• _Directive 1_
Translate this sentence from the passage on DFrFT hardware architectures into Spanish: "Finally, the number of registers used in the referred architecture is, at least, 7 times greater than ours."
• _Directive 2_
Locate each line in the listing that contains the string "negative", with case counting, and copy those lines out.

In summary, comparing our architectures with similar existing architectures (i.e., no input constrains nor limited values of N) in the literature [21, 22] regarding the hardware requirements, we conclude that the appropriate architecture depends on the application priority. If timing optimization is required, then [22] reaches the best latency. Otherwise, if a circuit area minimal solution is required, our architectures are more suitable.

Table 4 Comparison of hardware complexity and latency of the proposed architectures with the existing architectures for 256-point DFrFT

We can also compare our architectures with that proposed in [30]. In this context, it is relevant to point out that, in the cited paper, a sampling-type DFrFT is considered (please, see the second paragraph of Sect. 1). Moreover, in [30], the architecture is restricted to the computation of a 256-point DFrFT, without a report of how the hardware complexity behaves for general N-point transforms, nor numerical error analysis (only a qualitative architecture error analysis for a small set of input signal and parameters is provided). A fair comparison of latency in clock cycles between [30] and our architectures is unfeasible, because, although the cited paper provides the latency in microseconds (\(=2.819 \mu s\)), it does not inform the running clock frequency. The proposed \(\hbox {HGL}_2\) architecture has memory requirements (in bits) similar to those given in [30], \(\approx 848\) kbits and 828 kbits, respectively [31]. Although the arithmetic hardware complexity is not properly detailed (numbers of adders and multipliers) in [30], according to the FPGA documentation used in the referred work [31], we can deduce that the number of required arithmetic hardware component is significantly higher than that required in our architectures. Finally, the number of registers used in the referred architecture is, at least, 7 times greater than ours. In brief, even taking into account the caveats outlined above and the incompleteness of some experiments and records in [30], our preliminary conclusion is that, in terms of hardware complexity, our architectures outperform that described in the cited paper.

• _Material for this exercise_
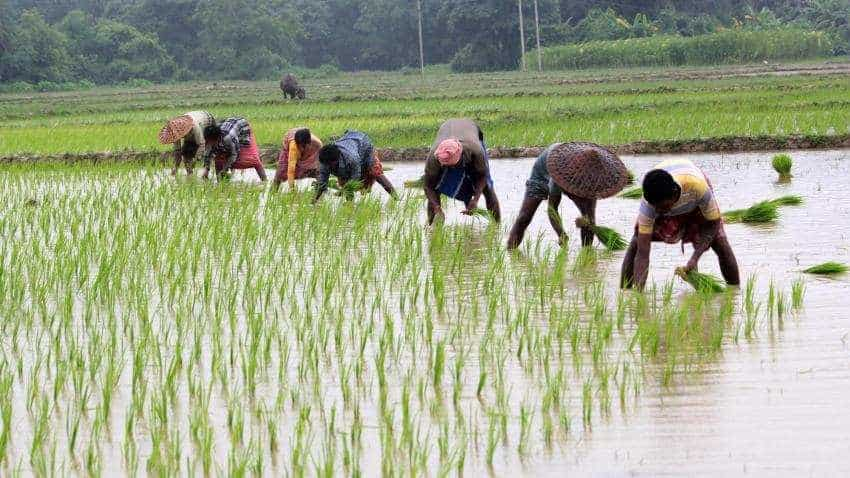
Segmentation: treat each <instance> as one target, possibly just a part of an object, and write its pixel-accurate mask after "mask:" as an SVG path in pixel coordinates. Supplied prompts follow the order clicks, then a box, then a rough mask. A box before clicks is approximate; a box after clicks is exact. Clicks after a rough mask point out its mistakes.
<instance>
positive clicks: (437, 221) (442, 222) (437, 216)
mask: <svg viewBox="0 0 850 478" xmlns="http://www.w3.org/2000/svg"><path fill="white" fill-rule="evenodd" d="M444 222H446V213H444V212H443V208H441V207H438V208H437V210H436V211H434V219H433V220H432V221H431V223H432V224H433V223H438V224H442V223H444Z"/></svg>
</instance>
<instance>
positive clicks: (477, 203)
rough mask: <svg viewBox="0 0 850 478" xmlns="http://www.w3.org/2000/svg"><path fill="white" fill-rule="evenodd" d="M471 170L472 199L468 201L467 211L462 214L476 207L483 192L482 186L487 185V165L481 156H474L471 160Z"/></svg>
mask: <svg viewBox="0 0 850 478" xmlns="http://www.w3.org/2000/svg"><path fill="white" fill-rule="evenodd" d="M472 161H473V162H472V169H473V170H474V172H473V174H474V176H475V180H474V183H473V185H472V199H471V200H470V201H469V205H468V206H467V210H466V211H464V213H471V212H472V210H473V209H475V208H476V207H478V200H479V199H481V193H483V192H484V186H486V185H487V172H488V171H487V163H485V162H484V157H483V156H474V157H473V160H472Z"/></svg>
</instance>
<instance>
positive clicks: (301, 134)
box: [273, 128, 322, 191]
mask: <svg viewBox="0 0 850 478" xmlns="http://www.w3.org/2000/svg"><path fill="white" fill-rule="evenodd" d="M321 149H322V142H321V141H320V140H319V138H317V137H315V136H313V135H312V134H311V133H310V130H309V129H307V128H293V129H291V130H289V131H287V132H286V135H285V136H284V137H283V144H282V145H281V147H280V155H279V156H278V158H277V172H276V173H275V175H274V183H273V186H274V189H275V191H277V190H278V188H280V183H282V182H283V180H284V179H286V182H287V184H289V189H290V190H292V189H295V180H296V179H304V178H315V177H317V176H318V175H319V150H321Z"/></svg>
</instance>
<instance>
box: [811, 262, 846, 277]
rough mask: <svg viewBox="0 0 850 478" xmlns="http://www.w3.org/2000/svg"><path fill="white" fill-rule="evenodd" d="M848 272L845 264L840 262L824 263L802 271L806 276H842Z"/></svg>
mask: <svg viewBox="0 0 850 478" xmlns="http://www.w3.org/2000/svg"><path fill="white" fill-rule="evenodd" d="M848 270H850V267H848V266H847V265H845V264H842V263H840V262H824V263H823V264H819V265H816V266H812V267H809V268H808V269H806V270H804V271H803V272H805V273H806V274H817V275H825V276H826V275H835V274H843V273H845V272H847V271H848Z"/></svg>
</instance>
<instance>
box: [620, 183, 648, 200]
mask: <svg viewBox="0 0 850 478" xmlns="http://www.w3.org/2000/svg"><path fill="white" fill-rule="evenodd" d="M619 197H621V198H623V199H643V188H642V187H640V186H635V187H633V188H629V189H626V190H625V191H623V192H621V193H620V195H619Z"/></svg>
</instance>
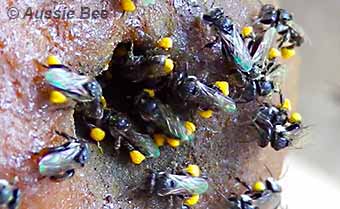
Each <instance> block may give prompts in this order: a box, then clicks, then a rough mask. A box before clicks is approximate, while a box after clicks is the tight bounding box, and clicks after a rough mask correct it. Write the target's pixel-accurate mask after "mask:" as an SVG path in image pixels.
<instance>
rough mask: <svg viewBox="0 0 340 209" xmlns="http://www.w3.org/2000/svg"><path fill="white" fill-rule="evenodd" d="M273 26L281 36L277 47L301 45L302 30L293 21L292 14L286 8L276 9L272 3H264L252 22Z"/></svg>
mask: <svg viewBox="0 0 340 209" xmlns="http://www.w3.org/2000/svg"><path fill="white" fill-rule="evenodd" d="M257 23H261V24H263V25H266V26H269V27H272V28H275V29H276V31H277V33H278V34H279V35H280V36H281V37H280V38H279V40H278V41H279V44H278V46H279V48H282V47H286V48H290V49H292V48H294V47H299V46H301V45H302V44H303V43H304V41H305V38H304V32H303V30H302V29H301V28H300V27H299V26H298V25H297V24H296V23H295V22H294V19H293V15H292V14H291V13H290V12H289V11H288V10H286V9H276V8H275V7H274V5H272V4H264V5H262V8H261V10H260V13H259V15H258V17H257V19H256V20H255V22H254V24H257Z"/></svg>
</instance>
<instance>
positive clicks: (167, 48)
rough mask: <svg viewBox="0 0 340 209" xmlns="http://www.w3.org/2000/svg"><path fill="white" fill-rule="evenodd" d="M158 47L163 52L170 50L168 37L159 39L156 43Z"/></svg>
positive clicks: (169, 46)
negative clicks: (169, 49)
mask: <svg viewBox="0 0 340 209" xmlns="http://www.w3.org/2000/svg"><path fill="white" fill-rule="evenodd" d="M158 46H159V47H161V48H163V49H165V50H168V49H170V48H172V39H171V38H170V37H165V38H161V39H160V40H159V41H158Z"/></svg>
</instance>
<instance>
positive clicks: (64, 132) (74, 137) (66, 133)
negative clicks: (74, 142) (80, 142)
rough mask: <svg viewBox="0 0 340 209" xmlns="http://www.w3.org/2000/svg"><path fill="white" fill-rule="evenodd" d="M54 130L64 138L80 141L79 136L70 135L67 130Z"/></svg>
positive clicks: (56, 132)
mask: <svg viewBox="0 0 340 209" xmlns="http://www.w3.org/2000/svg"><path fill="white" fill-rule="evenodd" d="M54 132H55V133H56V134H57V135H59V136H62V137H64V138H65V139H67V140H68V141H78V139H77V138H75V137H73V136H70V135H68V134H67V133H65V132H60V131H57V130H55V131H54Z"/></svg>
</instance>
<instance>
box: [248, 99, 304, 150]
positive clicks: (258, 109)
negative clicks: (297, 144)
mask: <svg viewBox="0 0 340 209" xmlns="http://www.w3.org/2000/svg"><path fill="white" fill-rule="evenodd" d="M253 125H254V126H255V128H256V130H257V132H258V133H259V135H260V140H259V142H258V144H259V146H260V147H266V146H267V145H268V144H269V143H270V145H271V147H272V148H273V149H274V150H276V151H278V150H281V149H284V148H286V147H289V146H292V145H294V143H296V142H297V141H299V139H300V138H301V137H302V136H303V133H304V130H305V129H307V128H308V127H305V126H303V125H302V117H301V115H300V114H299V113H297V112H294V113H291V114H289V111H288V109H286V108H283V100H282V96H281V107H276V106H274V105H271V104H268V103H265V104H263V105H261V107H260V108H259V109H258V110H257V112H256V114H255V116H254V117H253Z"/></svg>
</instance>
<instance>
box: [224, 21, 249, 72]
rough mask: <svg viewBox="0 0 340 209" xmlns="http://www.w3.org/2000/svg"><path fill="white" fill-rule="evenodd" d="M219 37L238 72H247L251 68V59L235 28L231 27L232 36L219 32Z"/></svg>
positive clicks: (247, 50)
mask: <svg viewBox="0 0 340 209" xmlns="http://www.w3.org/2000/svg"><path fill="white" fill-rule="evenodd" d="M220 36H221V39H222V43H223V48H224V50H225V51H227V52H228V53H227V54H229V55H230V56H231V57H232V59H233V61H234V62H235V64H236V65H237V66H238V68H239V70H241V71H242V72H249V71H250V70H251V69H252V67H253V62H252V58H251V56H250V53H249V50H248V48H247V46H246V45H245V44H244V42H243V39H242V38H241V35H240V33H239V31H238V30H237V29H236V26H235V25H233V30H232V34H227V33H223V32H220Z"/></svg>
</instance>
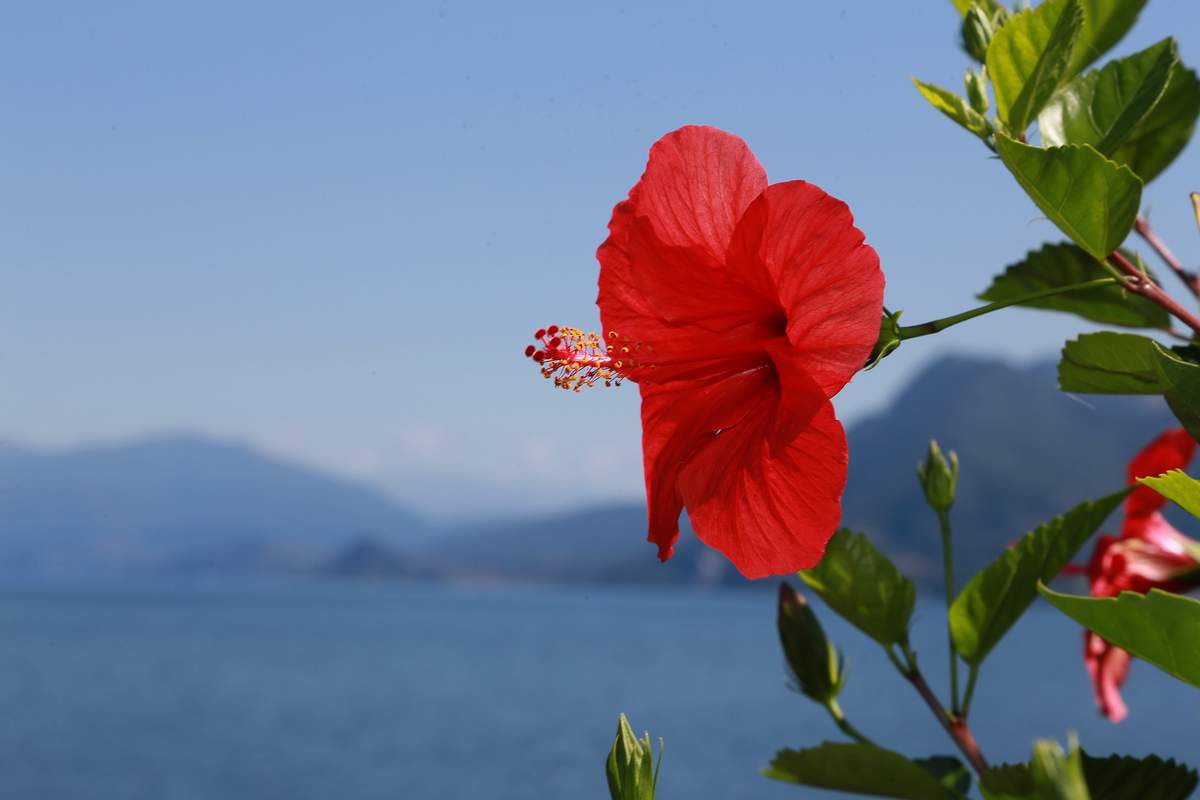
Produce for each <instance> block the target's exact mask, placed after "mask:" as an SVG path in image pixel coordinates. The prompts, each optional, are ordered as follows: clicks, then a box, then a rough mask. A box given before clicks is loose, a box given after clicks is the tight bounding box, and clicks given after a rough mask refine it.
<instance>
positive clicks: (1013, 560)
mask: <svg viewBox="0 0 1200 800" xmlns="http://www.w3.org/2000/svg"><path fill="white" fill-rule="evenodd" d="M1127 494H1128V489H1126V491H1122V492H1117V493H1115V494H1110V495H1108V497H1105V498H1100V499H1099V500H1093V501H1088V503H1081V504H1079V505H1078V506H1075V507H1074V509H1072V510H1070V511H1068V512H1067V513H1064V515H1062V516H1061V517H1055V518H1054V519H1051V521H1050V522H1048V523H1045V524H1043V525H1039V527H1038V528H1037V529H1036V530H1033V531H1032V533H1030V534H1026V535H1025V537H1022V539H1021V541H1019V542H1018V543H1016V545H1014V546H1013V547H1009V548H1008V549H1006V551H1004V552H1003V553H1001V554H1000V558H997V559H996V560H995V561H992V563H991V564H989V565H988V566H985V567H984V569H983V570H980V571H979V572H978V573H977V575H976V576H974V577H973V578H971V581H968V582H967V584H966V585H965V587H964V588H962V591H960V593H959V596H958V597H955V599H954V602H953V603H950V612H949V616H950V636H952V637H953V639H954V646H955V649H956V650H958V651H959V655H961V656H962V660H964V661H966V662H967V663H970V664H978V663H979V662H982V661H983V660H984V657H985V656H986V655H988V654H989V652H990V651H991V649H992V648H994V646H996V644H997V643H998V642H1000V639H1001V638H1002V637H1003V636H1004V633H1007V632H1008V630H1009V628H1010V627H1012V626H1013V625H1014V624H1015V622H1016V620H1018V619H1020V616H1021V614H1024V613H1025V609H1027V608H1028V607H1030V604H1031V603H1032V602H1033V600H1034V599H1036V597H1037V596H1038V582H1040V581H1050V579H1051V578H1054V577H1055V576H1057V575H1058V573H1060V572H1061V571H1062V567H1064V566H1066V565H1067V563H1068V561H1070V559H1072V558H1073V557H1074V555H1075V552H1076V551H1079V548H1080V547H1082V545H1084V542H1086V541H1087V540H1088V537H1090V536H1091V535H1092V534H1094V533H1096V530H1097V529H1098V528H1099V527H1100V524H1103V523H1104V521H1105V519H1106V518H1108V516H1109V515H1110V513H1111V512H1112V510H1114V509H1116V507H1117V506H1118V505H1120V504H1121V500H1123V499H1124V497H1126V495H1127Z"/></svg>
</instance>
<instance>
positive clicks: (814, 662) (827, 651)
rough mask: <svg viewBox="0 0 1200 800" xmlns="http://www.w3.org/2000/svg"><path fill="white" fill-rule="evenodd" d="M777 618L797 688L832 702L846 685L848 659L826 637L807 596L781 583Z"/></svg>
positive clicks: (825, 700)
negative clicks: (813, 611) (813, 612)
mask: <svg viewBox="0 0 1200 800" xmlns="http://www.w3.org/2000/svg"><path fill="white" fill-rule="evenodd" d="M778 621H779V642H780V644H782V645H784V656H785V657H786V658H787V666H788V667H790V668H791V670H792V678H793V680H794V681H796V690H797V691H799V692H800V693H802V694H804V696H805V697H808V698H810V699H812V700H816V702H817V703H821V704H822V705H824V704H828V703H830V702H832V700H833V699H834V698H835V697H838V694H839V693H840V692H841V687H842V686H845V685H846V669H845V662H844V661H842V657H841V654H840V652H838V649H836V648H835V646H833V644H832V643H830V642H829V639H827V638H826V634H824V631H823V630H821V622H820V621H817V616H816V614H814V613H812V608H811V607H810V606H809V602H808V600H805V597H804V595H802V594H800V593H798V591H797V590H796V589H792V588H791V587H790V585H787V584H786V583H781V584H779V620H778Z"/></svg>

• _Written solution 1_
Por último, el número de registros utilizados en la arquitectura referida es, al menos, 7 veces mayor que el nuestro.

• _Written solution 2_
negative clicks: (169, 49)
negative clicks: (74, 142) (80, 142)
negative clicks: (297, 144)
negative clicks: (813, 611) (813, 612)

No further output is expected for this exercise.